Segment Start: Data for this exercise

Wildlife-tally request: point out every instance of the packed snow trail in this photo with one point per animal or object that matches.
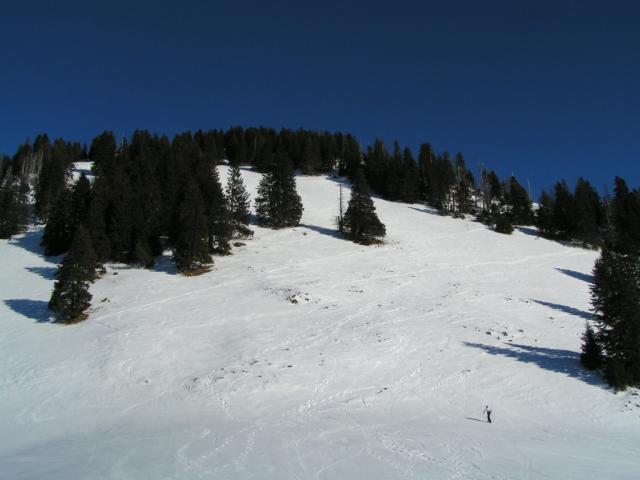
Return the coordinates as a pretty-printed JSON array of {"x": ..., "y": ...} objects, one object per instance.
[{"x": 305, "y": 356}]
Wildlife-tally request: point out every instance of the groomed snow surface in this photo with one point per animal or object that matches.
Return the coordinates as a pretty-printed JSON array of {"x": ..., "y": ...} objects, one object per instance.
[{"x": 305, "y": 356}]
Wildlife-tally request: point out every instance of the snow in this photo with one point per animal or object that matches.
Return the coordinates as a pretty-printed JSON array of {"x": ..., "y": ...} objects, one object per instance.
[{"x": 305, "y": 356}]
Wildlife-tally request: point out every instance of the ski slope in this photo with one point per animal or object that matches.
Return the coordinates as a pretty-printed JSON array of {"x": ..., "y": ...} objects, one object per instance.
[{"x": 305, "y": 356}]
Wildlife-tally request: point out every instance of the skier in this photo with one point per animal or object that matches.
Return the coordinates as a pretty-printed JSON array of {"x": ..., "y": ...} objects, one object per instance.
[{"x": 488, "y": 412}]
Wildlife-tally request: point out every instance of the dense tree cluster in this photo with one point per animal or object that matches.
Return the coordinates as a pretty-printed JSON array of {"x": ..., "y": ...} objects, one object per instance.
[
  {"x": 360, "y": 222},
  {"x": 577, "y": 215},
  {"x": 152, "y": 193},
  {"x": 614, "y": 345},
  {"x": 278, "y": 204}
]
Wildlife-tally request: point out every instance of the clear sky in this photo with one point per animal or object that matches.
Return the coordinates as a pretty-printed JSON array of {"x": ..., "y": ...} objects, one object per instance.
[{"x": 542, "y": 89}]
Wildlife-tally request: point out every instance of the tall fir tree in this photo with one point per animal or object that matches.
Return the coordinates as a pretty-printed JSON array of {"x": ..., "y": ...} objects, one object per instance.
[
  {"x": 615, "y": 296},
  {"x": 278, "y": 204},
  {"x": 626, "y": 218},
  {"x": 545, "y": 220},
  {"x": 563, "y": 210},
  {"x": 238, "y": 199},
  {"x": 14, "y": 207},
  {"x": 360, "y": 222},
  {"x": 59, "y": 230},
  {"x": 71, "y": 297},
  {"x": 519, "y": 203},
  {"x": 191, "y": 250},
  {"x": 591, "y": 355},
  {"x": 588, "y": 216}
]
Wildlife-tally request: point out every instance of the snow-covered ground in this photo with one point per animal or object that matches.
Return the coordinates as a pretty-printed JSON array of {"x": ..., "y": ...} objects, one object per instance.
[{"x": 305, "y": 356}]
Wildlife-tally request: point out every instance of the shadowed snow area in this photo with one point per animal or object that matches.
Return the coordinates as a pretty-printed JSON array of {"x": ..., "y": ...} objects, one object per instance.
[{"x": 305, "y": 356}]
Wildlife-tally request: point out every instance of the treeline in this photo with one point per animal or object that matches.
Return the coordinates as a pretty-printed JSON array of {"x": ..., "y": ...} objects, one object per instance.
[
  {"x": 612, "y": 343},
  {"x": 151, "y": 193}
]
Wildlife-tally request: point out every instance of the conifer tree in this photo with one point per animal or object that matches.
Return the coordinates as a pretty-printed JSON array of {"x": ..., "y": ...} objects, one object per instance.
[
  {"x": 13, "y": 206},
  {"x": 71, "y": 297},
  {"x": 587, "y": 214},
  {"x": 464, "y": 187},
  {"x": 626, "y": 218},
  {"x": 311, "y": 157},
  {"x": 519, "y": 203},
  {"x": 615, "y": 296},
  {"x": 503, "y": 223},
  {"x": 191, "y": 250},
  {"x": 545, "y": 219},
  {"x": 278, "y": 204},
  {"x": 360, "y": 222},
  {"x": 59, "y": 230},
  {"x": 563, "y": 211},
  {"x": 238, "y": 199},
  {"x": 97, "y": 225},
  {"x": 591, "y": 356}
]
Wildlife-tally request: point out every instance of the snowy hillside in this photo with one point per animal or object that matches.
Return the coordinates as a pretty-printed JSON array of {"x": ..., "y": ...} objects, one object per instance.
[{"x": 305, "y": 356}]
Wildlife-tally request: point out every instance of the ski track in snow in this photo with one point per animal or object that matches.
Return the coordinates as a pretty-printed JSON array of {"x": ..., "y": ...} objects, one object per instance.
[{"x": 304, "y": 356}]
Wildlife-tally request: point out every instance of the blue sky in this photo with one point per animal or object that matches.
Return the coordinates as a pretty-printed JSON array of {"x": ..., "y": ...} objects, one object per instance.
[{"x": 545, "y": 90}]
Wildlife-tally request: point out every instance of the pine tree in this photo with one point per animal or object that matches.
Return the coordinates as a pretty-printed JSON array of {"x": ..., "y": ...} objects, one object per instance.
[
  {"x": 278, "y": 204},
  {"x": 191, "y": 250},
  {"x": 587, "y": 214},
  {"x": 563, "y": 212},
  {"x": 71, "y": 297},
  {"x": 80, "y": 201},
  {"x": 360, "y": 222},
  {"x": 311, "y": 157},
  {"x": 519, "y": 203},
  {"x": 545, "y": 219},
  {"x": 59, "y": 230},
  {"x": 97, "y": 225},
  {"x": 615, "y": 296},
  {"x": 238, "y": 199},
  {"x": 503, "y": 223},
  {"x": 591, "y": 356},
  {"x": 13, "y": 206},
  {"x": 626, "y": 218}
]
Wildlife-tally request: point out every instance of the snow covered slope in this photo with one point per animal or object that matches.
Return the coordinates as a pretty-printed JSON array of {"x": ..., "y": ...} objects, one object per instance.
[{"x": 304, "y": 356}]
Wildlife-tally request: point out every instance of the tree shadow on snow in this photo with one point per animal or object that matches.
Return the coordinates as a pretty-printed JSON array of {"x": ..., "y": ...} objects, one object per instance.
[
  {"x": 30, "y": 241},
  {"x": 48, "y": 273},
  {"x": 565, "y": 362},
  {"x": 164, "y": 264},
  {"x": 529, "y": 231},
  {"x": 429, "y": 210},
  {"x": 585, "y": 277},
  {"x": 322, "y": 230},
  {"x": 37, "y": 310},
  {"x": 566, "y": 309},
  {"x": 476, "y": 419}
]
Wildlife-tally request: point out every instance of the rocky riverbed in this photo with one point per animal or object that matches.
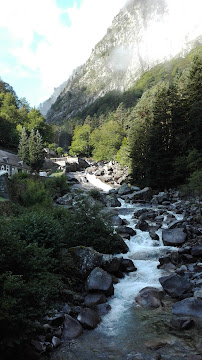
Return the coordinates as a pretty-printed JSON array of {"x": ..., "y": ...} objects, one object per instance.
[{"x": 145, "y": 304}]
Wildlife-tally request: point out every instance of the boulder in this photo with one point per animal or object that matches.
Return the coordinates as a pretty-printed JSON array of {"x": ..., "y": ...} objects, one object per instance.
[
  {"x": 142, "y": 225},
  {"x": 89, "y": 318},
  {"x": 175, "y": 285},
  {"x": 144, "y": 194},
  {"x": 94, "y": 299},
  {"x": 127, "y": 265},
  {"x": 197, "y": 250},
  {"x": 100, "y": 281},
  {"x": 124, "y": 189},
  {"x": 87, "y": 259},
  {"x": 111, "y": 264},
  {"x": 188, "y": 307},
  {"x": 56, "y": 341},
  {"x": 111, "y": 200},
  {"x": 152, "y": 233},
  {"x": 57, "y": 320},
  {"x": 127, "y": 230},
  {"x": 182, "y": 323},
  {"x": 72, "y": 328},
  {"x": 150, "y": 297},
  {"x": 173, "y": 237}
]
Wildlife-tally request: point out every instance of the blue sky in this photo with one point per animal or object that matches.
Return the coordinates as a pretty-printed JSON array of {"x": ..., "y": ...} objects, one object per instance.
[{"x": 42, "y": 41}]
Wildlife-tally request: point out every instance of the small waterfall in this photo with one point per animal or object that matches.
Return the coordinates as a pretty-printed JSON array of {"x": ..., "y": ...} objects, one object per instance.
[{"x": 98, "y": 183}]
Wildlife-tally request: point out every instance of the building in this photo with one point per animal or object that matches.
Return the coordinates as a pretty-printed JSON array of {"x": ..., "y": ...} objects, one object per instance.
[{"x": 11, "y": 163}]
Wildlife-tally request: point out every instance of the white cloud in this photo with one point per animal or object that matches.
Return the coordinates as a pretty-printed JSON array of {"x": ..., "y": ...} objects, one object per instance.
[{"x": 61, "y": 48}]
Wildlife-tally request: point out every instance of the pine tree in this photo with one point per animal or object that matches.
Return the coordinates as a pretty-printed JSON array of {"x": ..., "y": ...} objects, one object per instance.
[
  {"x": 36, "y": 154},
  {"x": 23, "y": 148}
]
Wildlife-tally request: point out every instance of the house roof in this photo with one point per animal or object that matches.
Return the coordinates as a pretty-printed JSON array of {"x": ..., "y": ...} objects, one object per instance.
[{"x": 7, "y": 158}]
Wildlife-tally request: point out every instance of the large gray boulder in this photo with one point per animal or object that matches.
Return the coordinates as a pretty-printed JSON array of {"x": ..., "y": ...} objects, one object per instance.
[
  {"x": 111, "y": 264},
  {"x": 124, "y": 189},
  {"x": 94, "y": 299},
  {"x": 173, "y": 237},
  {"x": 89, "y": 318},
  {"x": 144, "y": 194},
  {"x": 72, "y": 328},
  {"x": 87, "y": 259},
  {"x": 100, "y": 281},
  {"x": 197, "y": 250},
  {"x": 175, "y": 285},
  {"x": 150, "y": 297},
  {"x": 188, "y": 307}
]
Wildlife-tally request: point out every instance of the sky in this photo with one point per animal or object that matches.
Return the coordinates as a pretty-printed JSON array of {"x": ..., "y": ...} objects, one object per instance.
[{"x": 43, "y": 41}]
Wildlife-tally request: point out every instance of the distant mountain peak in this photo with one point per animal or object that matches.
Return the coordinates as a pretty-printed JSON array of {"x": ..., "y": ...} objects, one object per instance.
[{"x": 143, "y": 34}]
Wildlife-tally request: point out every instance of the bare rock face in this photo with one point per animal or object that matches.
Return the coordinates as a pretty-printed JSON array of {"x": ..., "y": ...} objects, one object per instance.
[
  {"x": 126, "y": 51},
  {"x": 87, "y": 258},
  {"x": 100, "y": 281},
  {"x": 175, "y": 285}
]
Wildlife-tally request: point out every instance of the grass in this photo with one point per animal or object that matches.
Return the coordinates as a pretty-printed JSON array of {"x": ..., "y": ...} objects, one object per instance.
[
  {"x": 3, "y": 199},
  {"x": 57, "y": 173}
]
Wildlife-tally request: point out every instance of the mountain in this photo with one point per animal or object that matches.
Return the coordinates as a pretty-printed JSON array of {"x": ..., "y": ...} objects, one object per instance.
[
  {"x": 46, "y": 105},
  {"x": 143, "y": 34}
]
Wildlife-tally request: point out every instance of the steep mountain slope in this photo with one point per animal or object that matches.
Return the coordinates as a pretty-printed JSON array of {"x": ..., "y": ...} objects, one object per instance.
[
  {"x": 142, "y": 35},
  {"x": 46, "y": 105}
]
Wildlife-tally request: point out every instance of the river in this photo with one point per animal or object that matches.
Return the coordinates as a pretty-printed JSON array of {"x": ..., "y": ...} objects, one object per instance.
[{"x": 127, "y": 331}]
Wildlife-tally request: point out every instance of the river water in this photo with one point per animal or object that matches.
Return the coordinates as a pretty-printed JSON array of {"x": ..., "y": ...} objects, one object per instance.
[{"x": 127, "y": 331}]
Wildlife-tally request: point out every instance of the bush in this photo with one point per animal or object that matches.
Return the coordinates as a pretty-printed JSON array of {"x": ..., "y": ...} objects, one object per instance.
[
  {"x": 40, "y": 228},
  {"x": 57, "y": 185},
  {"x": 28, "y": 287},
  {"x": 87, "y": 225}
]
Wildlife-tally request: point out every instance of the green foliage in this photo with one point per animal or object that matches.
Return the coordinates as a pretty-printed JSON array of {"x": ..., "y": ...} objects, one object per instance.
[
  {"x": 93, "y": 228},
  {"x": 107, "y": 141},
  {"x": 23, "y": 148},
  {"x": 57, "y": 185},
  {"x": 35, "y": 193},
  {"x": 28, "y": 285},
  {"x": 123, "y": 154},
  {"x": 59, "y": 151},
  {"x": 81, "y": 141}
]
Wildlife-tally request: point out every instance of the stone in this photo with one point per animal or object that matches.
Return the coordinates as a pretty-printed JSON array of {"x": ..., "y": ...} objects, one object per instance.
[
  {"x": 142, "y": 225},
  {"x": 182, "y": 323},
  {"x": 175, "y": 285},
  {"x": 150, "y": 297},
  {"x": 127, "y": 230},
  {"x": 100, "y": 281},
  {"x": 94, "y": 299},
  {"x": 87, "y": 259},
  {"x": 89, "y": 318},
  {"x": 111, "y": 264},
  {"x": 173, "y": 237},
  {"x": 127, "y": 265},
  {"x": 152, "y": 233},
  {"x": 197, "y": 250},
  {"x": 124, "y": 189},
  {"x": 72, "y": 328},
  {"x": 38, "y": 346},
  {"x": 144, "y": 194},
  {"x": 188, "y": 307},
  {"x": 57, "y": 320},
  {"x": 103, "y": 309},
  {"x": 56, "y": 341}
]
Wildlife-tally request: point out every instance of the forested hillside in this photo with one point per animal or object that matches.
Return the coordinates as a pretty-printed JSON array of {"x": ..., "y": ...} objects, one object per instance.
[
  {"x": 16, "y": 114},
  {"x": 155, "y": 127}
]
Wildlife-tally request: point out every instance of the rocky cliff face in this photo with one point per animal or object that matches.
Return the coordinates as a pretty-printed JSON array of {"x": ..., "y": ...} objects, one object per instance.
[
  {"x": 46, "y": 105},
  {"x": 143, "y": 34}
]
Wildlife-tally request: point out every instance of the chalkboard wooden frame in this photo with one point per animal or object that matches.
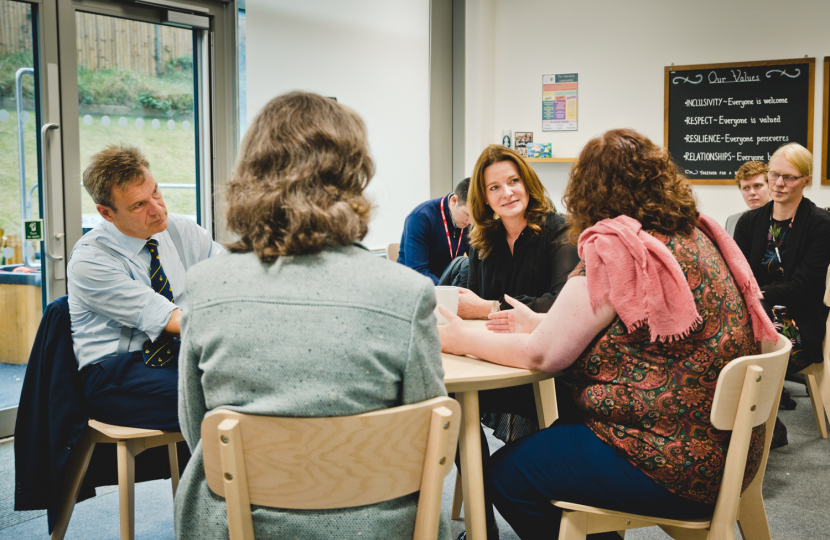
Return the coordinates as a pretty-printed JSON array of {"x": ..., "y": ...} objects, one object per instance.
[
  {"x": 811, "y": 62},
  {"x": 825, "y": 133}
]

Segment End: Data for this exercise

> The problem
Your answer should be the lines from the first record down to the line containing "Wildlife-tally request: point out every instance of the groomed", restated exactly, with no pictures.

> Result of the exercise
Wildlife-tally request: point out every instance of the packed snow trail in this photo with one point per animal or object that matches.
Return the coordinates as a pretty-printed JSON array of {"x": ..., "y": ...} objects, one object per instance.
[{"x": 305, "y": 356}]
Wildlife-tally request: point out every instance of the groomed snow surface in this photo with one point per animal or object that matches.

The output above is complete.